Point placement records
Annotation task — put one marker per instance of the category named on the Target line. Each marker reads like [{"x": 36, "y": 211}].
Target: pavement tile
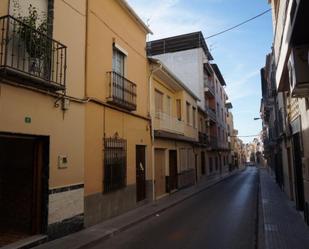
[
  {"x": 95, "y": 234},
  {"x": 283, "y": 227}
]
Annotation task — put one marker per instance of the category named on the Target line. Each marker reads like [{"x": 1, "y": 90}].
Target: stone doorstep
[
  {"x": 27, "y": 243},
  {"x": 96, "y": 234}
]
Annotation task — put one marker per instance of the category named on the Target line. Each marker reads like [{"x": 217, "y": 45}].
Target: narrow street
[{"x": 221, "y": 217}]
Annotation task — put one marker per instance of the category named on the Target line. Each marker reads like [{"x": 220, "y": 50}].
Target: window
[
  {"x": 118, "y": 61},
  {"x": 178, "y": 106},
  {"x": 115, "y": 164},
  {"x": 158, "y": 102},
  {"x": 168, "y": 106},
  {"x": 194, "y": 117},
  {"x": 188, "y": 113},
  {"x": 210, "y": 165},
  {"x": 222, "y": 114},
  {"x": 217, "y": 163}
]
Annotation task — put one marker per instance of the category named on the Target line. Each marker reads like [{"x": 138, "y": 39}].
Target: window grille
[{"x": 115, "y": 164}]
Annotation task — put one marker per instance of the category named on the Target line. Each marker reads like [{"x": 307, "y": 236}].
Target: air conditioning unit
[{"x": 298, "y": 69}]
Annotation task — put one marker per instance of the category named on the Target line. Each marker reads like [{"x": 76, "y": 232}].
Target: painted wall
[
  {"x": 188, "y": 66},
  {"x": 109, "y": 23},
  {"x": 65, "y": 129},
  {"x": 4, "y": 7}
]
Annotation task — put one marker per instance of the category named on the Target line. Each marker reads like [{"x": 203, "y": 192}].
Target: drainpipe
[
  {"x": 151, "y": 127},
  {"x": 86, "y": 50}
]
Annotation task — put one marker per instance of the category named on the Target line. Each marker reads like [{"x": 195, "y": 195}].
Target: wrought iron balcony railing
[
  {"x": 168, "y": 123},
  {"x": 213, "y": 142},
  {"x": 209, "y": 88},
  {"x": 203, "y": 138},
  {"x": 211, "y": 113},
  {"x": 30, "y": 57},
  {"x": 122, "y": 92}
]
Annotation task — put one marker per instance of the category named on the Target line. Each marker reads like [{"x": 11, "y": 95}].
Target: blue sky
[{"x": 240, "y": 53}]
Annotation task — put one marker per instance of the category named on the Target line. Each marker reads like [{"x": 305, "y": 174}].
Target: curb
[
  {"x": 261, "y": 232},
  {"x": 141, "y": 219}
]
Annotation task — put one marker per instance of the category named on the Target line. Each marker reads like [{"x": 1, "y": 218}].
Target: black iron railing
[
  {"x": 122, "y": 92},
  {"x": 30, "y": 56},
  {"x": 213, "y": 142},
  {"x": 211, "y": 113},
  {"x": 203, "y": 138},
  {"x": 115, "y": 164}
]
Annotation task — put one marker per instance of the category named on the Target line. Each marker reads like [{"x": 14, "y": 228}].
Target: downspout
[
  {"x": 151, "y": 127},
  {"x": 86, "y": 51}
]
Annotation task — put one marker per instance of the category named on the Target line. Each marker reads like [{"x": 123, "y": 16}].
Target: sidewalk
[
  {"x": 95, "y": 234},
  {"x": 280, "y": 226}
]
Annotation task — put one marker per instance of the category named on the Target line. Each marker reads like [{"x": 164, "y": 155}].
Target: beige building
[
  {"x": 41, "y": 119},
  {"x": 174, "y": 122},
  {"x": 118, "y": 139},
  {"x": 188, "y": 57},
  {"x": 285, "y": 86}
]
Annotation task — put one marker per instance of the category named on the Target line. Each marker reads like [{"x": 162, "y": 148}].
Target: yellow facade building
[
  {"x": 117, "y": 128},
  {"x": 174, "y": 120},
  {"x": 41, "y": 119}
]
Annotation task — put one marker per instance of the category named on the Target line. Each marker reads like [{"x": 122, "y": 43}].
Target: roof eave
[{"x": 131, "y": 11}]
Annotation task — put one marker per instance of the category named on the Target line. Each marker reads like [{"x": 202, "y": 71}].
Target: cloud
[
  {"x": 239, "y": 88},
  {"x": 170, "y": 17}
]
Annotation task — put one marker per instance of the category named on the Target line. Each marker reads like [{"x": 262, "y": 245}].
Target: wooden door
[
  {"x": 203, "y": 166},
  {"x": 298, "y": 173},
  {"x": 160, "y": 185},
  {"x": 173, "y": 184},
  {"x": 140, "y": 173},
  {"x": 21, "y": 185}
]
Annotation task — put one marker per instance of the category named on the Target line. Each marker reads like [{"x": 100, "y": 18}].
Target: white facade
[{"x": 188, "y": 66}]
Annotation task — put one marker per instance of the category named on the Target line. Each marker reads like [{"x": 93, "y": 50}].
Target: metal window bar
[
  {"x": 115, "y": 161},
  {"x": 27, "y": 52},
  {"x": 122, "y": 91}
]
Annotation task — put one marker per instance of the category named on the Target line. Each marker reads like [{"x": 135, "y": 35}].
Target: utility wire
[
  {"x": 247, "y": 136},
  {"x": 238, "y": 25}
]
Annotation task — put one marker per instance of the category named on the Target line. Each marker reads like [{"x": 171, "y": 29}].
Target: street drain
[{"x": 271, "y": 227}]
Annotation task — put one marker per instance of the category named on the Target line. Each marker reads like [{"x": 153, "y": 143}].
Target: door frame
[
  {"x": 143, "y": 182},
  {"x": 170, "y": 168},
  {"x": 40, "y": 222},
  {"x": 298, "y": 173}
]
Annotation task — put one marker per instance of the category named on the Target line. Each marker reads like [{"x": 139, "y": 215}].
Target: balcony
[
  {"x": 30, "y": 57},
  {"x": 211, "y": 113},
  {"x": 122, "y": 92},
  {"x": 203, "y": 138},
  {"x": 213, "y": 142},
  {"x": 209, "y": 89},
  {"x": 168, "y": 123}
]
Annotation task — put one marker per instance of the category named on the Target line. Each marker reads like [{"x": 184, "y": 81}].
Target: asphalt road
[{"x": 221, "y": 217}]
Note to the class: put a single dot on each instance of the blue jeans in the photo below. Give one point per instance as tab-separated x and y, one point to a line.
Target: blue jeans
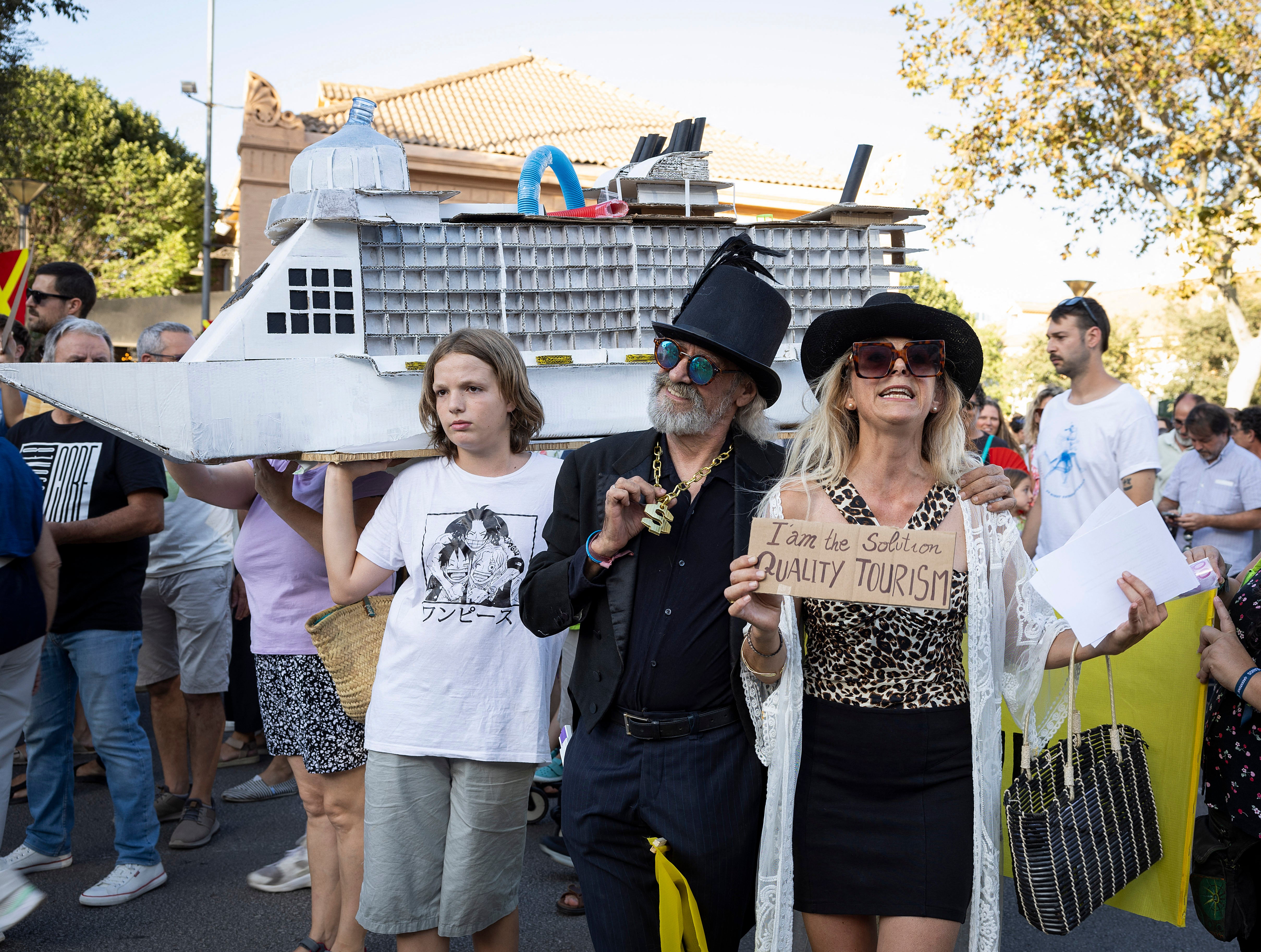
101	668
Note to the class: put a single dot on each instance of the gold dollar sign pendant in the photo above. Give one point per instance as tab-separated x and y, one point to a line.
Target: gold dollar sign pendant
658	519
658	516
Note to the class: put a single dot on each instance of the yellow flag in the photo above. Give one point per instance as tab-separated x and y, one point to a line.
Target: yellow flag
681	930
1158	693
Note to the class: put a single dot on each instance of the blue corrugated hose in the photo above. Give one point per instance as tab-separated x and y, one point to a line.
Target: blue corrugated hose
533	173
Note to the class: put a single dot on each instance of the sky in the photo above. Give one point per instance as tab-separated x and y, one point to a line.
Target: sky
809	79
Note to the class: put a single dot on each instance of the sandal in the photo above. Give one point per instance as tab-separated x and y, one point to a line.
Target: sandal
572	889
93	777
246	753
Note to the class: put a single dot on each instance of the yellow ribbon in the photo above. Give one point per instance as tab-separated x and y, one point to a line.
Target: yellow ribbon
14	277
681	930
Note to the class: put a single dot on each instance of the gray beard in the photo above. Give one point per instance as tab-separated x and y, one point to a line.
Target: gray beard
695	419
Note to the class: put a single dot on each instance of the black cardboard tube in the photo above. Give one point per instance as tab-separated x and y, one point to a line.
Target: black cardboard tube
857	171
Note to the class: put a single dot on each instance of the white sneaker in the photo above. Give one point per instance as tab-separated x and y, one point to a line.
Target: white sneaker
123	886
292	872
27	861
18	900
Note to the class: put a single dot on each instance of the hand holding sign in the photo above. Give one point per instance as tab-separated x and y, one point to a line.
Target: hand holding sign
838	560
758	609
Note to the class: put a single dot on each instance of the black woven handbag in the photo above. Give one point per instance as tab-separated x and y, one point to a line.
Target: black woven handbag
1081	820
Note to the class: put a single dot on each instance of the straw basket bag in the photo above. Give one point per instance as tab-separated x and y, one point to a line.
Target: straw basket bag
348	641
1081	820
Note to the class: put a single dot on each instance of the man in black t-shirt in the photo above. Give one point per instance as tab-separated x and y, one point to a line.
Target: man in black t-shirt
103	500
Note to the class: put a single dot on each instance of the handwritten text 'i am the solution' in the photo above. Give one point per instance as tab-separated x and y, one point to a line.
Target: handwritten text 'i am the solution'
831	560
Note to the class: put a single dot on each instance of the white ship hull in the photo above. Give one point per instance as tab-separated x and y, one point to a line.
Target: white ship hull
216	412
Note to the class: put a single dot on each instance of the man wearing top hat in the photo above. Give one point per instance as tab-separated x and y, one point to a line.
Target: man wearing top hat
663	742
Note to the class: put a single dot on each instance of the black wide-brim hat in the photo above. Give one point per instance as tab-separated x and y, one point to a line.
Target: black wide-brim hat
892	314
734	314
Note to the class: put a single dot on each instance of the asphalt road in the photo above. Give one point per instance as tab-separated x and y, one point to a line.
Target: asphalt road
207	905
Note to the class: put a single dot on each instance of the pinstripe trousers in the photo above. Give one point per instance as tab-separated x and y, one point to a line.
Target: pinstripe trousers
704	794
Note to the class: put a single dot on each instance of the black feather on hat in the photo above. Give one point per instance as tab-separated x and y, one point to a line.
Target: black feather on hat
893	314
736	314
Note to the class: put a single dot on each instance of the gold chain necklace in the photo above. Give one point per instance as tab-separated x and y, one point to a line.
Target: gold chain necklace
658	516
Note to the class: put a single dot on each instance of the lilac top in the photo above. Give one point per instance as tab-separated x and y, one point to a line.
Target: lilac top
285	579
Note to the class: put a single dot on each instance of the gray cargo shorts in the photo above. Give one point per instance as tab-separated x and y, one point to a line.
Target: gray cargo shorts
443	843
187	630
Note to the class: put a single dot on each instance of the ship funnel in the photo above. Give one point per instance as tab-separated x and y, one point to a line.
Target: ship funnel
361	113
356	157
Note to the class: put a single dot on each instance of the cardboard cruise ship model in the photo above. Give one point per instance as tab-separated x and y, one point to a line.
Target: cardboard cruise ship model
321	352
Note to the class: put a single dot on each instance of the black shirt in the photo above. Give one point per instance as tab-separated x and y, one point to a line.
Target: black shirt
86	473
679	649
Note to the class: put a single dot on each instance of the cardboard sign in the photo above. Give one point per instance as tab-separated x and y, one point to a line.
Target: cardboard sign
838	560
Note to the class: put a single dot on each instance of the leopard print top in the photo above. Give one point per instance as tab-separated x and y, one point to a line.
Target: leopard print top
888	656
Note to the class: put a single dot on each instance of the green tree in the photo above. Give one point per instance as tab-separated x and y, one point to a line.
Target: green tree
1206	349
926	288
16	42
125	197
1130	108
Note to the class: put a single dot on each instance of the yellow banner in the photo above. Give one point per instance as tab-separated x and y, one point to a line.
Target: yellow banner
1158	693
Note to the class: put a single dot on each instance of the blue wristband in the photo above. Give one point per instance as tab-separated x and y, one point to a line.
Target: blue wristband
1244	681
588	546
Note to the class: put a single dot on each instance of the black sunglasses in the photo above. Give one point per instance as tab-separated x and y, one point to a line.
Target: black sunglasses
700	370
1086	304
41	297
876	359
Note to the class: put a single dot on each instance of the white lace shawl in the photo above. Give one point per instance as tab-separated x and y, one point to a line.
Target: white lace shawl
1011	628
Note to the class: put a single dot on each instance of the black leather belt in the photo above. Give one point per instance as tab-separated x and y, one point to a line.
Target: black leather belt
655	729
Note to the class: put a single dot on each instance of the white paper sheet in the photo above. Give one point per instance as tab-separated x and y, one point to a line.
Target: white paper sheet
1080	578
1117	505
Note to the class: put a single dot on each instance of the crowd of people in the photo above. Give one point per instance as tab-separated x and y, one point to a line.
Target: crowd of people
529	602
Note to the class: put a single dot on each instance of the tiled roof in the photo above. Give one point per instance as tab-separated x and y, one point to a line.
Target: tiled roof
514	106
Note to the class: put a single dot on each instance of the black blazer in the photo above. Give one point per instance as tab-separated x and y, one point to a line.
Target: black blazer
606	622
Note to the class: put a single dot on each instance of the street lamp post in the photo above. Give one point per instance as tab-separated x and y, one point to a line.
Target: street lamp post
25	192
190	89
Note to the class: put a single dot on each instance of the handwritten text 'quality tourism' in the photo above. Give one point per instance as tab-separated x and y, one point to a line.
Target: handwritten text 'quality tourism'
877	564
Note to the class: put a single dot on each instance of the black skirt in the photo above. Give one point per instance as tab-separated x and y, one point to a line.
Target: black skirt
883	819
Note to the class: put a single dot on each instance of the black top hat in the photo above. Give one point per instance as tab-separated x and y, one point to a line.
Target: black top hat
736	314
892	314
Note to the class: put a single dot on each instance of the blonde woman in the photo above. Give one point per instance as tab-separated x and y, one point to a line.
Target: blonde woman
884	756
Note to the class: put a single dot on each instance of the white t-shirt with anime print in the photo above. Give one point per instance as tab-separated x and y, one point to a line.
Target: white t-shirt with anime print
460	674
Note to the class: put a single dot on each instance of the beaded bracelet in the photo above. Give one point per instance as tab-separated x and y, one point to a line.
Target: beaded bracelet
748	637
1241	685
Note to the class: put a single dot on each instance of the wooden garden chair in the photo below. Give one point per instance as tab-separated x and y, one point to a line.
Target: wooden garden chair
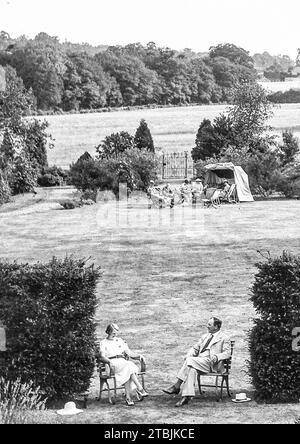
224	377
108	381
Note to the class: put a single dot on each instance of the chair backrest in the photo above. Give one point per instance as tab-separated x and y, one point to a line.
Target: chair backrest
227	362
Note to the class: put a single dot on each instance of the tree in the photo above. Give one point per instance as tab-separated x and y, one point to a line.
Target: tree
114	145
233	53
249	115
212	138
143	138
41	64
23	147
15	100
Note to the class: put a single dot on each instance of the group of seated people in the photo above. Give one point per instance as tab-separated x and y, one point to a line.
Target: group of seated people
187	192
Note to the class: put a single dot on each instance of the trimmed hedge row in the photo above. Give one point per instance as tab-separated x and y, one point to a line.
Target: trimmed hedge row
274	366
48	310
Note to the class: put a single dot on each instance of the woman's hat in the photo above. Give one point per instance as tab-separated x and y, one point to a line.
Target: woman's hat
241	397
69	409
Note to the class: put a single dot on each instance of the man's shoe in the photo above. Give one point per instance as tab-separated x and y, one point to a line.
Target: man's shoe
172	390
184	400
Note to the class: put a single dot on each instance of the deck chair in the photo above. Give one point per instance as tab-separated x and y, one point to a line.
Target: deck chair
156	200
213	201
230	195
224	377
108	381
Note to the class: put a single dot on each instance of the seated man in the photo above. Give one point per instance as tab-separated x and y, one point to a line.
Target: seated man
205	356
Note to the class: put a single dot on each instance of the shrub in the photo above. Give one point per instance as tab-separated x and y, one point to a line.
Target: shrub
274	367
17	399
136	167
48	310
52	176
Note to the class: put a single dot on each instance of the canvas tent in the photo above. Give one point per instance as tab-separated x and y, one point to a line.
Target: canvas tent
216	173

WHAT IS NEEDED –
Print the line containing "of the deck" and every line after it to the end of the records above, exactly as written, and nothing else.

RESULT –
Note to the class: put a single dot on each instance of the deck chair in the photo above. Give one point per instance as tab-separated x and y, one point to a line.
Target: deck chair
156	200
213	201
230	195
224	377
108	381
Note to the class: put a single dot on each instance of the seated man in the photo above. Give one point per instance as tab-separated x and y, one point to a line.
Target: seated man
205	356
Note to the class: put a single dot on each instance of the shrub in the photo above. Give one point per instance as tab-separated x and y, one point to a line.
Target: shrub
274	367
17	399
136	167
48	310
52	176
Note to the class: put a single dot on each instance of the canvas tent in the photo above. Give one point per instance as tab-separated x and y, one point to a line.
Target: canvas tent
216	173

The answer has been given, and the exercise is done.